(Petunjuk Tugas): Dalam teks tentang hibah, apa arti kata wahaba?

PEMBAHASAN PENGERTIAN DAN DASAR HUKUM HIBAH

1.1   Pengertian Hibah
Kata hibah adalah bentuk masdar dari kata wahaba. Wahaba artinya memberi, menurut istilah hibah adalah pemilikan sesuatu benda melalui transaksi (aqad) tanpa mengharapkan imbalan yang telah diketahui dengan jelas ketika pemberi masih hidup.
Sayyid Sabiq mendefinisikan hibah adalah akad yang pokok persoalannya pemberian harta milik seseorang kepada orang lain di waktu dia hidup, tanpa adanya imbalan. Sedangkan Sulaiman Rasyid mendefinisikan bahwa hibah adalah memberikan zat dengan tidak ada tukarnya dan tidak ada karenanya.
Dalam rumusan kompilasi, hibah adalah pemberian suatu benda secara sukarela dan tanpa imbalan dari seseorang kepada orang lain yang masih hidup untuk dimiliki (KHI ps 171 huruf g)
Di dalam syara, hibah berarti akad yang pokok persoalannya pemberian harta milik seseorang kepada orang lain di waktu ia hidup, tanpa adanya imbalan. (Sayyid Sabiq, 1987:174)
 Menurut Hukum Islam, hibah merupakan pemindahan hak dan hak milik dari sejumlah kekayaan. (Abdul Dzamali, 1992: 172)

(Daftar Materi):
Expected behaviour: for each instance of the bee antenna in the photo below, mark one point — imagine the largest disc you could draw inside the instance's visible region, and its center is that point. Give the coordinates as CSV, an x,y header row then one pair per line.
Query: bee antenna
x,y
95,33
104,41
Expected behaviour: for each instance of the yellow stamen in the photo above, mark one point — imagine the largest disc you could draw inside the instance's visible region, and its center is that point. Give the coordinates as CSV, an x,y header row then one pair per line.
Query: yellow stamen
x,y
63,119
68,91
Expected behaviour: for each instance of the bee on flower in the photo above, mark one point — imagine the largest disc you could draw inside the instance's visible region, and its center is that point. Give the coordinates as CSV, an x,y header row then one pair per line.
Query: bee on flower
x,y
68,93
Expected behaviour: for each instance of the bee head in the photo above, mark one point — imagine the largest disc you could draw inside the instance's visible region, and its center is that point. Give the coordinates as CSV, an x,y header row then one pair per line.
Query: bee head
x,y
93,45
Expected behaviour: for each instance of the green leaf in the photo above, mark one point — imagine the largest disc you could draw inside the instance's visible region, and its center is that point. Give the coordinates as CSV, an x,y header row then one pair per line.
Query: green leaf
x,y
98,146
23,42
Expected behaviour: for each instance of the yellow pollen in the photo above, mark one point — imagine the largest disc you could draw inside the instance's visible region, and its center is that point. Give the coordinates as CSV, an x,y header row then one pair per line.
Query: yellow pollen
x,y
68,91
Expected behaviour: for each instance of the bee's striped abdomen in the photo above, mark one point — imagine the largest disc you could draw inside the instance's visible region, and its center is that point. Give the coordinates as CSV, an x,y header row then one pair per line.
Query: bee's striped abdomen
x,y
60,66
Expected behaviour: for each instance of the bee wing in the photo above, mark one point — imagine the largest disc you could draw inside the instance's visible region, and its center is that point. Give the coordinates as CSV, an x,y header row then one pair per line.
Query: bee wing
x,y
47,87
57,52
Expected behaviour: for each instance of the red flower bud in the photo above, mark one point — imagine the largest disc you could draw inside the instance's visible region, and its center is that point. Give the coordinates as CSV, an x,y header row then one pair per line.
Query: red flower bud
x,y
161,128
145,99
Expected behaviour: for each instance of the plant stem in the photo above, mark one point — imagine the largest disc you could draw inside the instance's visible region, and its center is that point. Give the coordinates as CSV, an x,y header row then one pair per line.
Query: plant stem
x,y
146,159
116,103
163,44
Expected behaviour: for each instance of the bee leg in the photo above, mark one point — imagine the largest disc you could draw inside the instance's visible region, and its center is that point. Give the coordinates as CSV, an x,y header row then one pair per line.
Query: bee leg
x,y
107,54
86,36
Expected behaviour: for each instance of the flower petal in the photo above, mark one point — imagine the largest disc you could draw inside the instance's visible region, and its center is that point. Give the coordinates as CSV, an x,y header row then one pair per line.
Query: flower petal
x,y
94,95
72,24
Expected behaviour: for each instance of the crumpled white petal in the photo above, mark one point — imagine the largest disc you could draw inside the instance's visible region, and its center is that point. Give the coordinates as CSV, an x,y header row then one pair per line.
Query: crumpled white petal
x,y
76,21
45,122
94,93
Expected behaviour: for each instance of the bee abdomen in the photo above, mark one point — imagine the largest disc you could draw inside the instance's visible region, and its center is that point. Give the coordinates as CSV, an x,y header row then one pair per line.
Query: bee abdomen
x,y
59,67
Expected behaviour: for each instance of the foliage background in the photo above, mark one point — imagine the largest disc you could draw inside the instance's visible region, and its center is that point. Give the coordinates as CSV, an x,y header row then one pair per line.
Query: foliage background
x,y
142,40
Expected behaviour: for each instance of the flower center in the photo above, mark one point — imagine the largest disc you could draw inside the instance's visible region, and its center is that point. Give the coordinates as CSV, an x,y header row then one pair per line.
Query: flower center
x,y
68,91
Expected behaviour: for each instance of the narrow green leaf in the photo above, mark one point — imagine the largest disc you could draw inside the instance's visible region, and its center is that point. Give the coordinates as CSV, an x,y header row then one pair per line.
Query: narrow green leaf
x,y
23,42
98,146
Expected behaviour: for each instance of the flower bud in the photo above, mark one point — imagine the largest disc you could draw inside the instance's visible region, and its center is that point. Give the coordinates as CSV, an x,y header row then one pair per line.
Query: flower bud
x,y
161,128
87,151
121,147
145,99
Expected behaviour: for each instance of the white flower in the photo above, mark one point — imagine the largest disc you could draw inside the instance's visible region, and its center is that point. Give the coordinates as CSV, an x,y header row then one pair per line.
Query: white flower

(Jawaban Tugas): Wahaba artinya memberi.